**The records**
——————————

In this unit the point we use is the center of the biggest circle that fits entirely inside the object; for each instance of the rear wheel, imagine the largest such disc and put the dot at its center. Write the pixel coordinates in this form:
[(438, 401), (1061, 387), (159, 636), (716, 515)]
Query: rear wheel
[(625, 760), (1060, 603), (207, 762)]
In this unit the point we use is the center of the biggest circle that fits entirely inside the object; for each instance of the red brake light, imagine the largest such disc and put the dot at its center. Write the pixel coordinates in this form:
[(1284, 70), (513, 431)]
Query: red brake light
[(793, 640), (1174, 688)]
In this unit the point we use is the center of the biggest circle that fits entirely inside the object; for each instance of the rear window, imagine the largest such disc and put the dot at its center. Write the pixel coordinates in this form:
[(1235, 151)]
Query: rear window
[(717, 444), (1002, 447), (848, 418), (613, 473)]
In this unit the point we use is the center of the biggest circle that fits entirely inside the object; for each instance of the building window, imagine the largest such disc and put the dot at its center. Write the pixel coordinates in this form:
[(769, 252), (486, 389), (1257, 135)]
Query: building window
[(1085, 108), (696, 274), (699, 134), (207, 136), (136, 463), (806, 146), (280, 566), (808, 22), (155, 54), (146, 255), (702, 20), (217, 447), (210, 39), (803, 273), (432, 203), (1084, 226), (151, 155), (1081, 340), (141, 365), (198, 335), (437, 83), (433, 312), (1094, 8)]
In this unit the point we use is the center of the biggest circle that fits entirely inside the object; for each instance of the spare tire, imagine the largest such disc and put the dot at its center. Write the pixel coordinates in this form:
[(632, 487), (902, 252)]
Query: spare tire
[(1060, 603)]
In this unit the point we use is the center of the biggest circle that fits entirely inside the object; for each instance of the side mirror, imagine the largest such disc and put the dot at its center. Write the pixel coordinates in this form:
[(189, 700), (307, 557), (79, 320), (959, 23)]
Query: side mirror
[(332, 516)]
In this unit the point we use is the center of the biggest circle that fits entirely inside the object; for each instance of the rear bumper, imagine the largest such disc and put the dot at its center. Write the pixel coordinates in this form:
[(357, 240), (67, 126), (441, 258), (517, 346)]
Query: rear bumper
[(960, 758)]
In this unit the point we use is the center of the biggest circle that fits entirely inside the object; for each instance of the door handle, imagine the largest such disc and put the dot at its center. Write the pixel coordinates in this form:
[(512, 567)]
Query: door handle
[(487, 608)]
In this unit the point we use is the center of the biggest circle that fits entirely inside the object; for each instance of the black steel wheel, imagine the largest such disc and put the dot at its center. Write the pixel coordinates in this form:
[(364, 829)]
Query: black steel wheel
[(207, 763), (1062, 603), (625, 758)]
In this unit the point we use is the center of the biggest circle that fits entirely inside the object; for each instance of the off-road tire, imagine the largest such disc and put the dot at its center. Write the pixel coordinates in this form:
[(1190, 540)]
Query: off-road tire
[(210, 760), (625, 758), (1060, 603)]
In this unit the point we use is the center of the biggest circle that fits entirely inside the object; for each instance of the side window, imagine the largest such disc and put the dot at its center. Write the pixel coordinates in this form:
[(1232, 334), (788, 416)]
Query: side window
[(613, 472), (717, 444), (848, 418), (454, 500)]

——————————

**Task goal**
Copy the lines of the records above word for word, starting at the line that contains "the red brake" and ending at the line that contains "[(793, 640), (1174, 688)]", with both of those lines included.

**Written answer**
In this unit the point we use is the center of the biggest circle that fits entirely inside the object; for each instance of the red brake light, imagine the largest such disc and put the dot at its center. Write the pixel coordinates in this form:
[(1284, 70), (513, 431)]
Query: red brake light
[(793, 640), (1174, 688)]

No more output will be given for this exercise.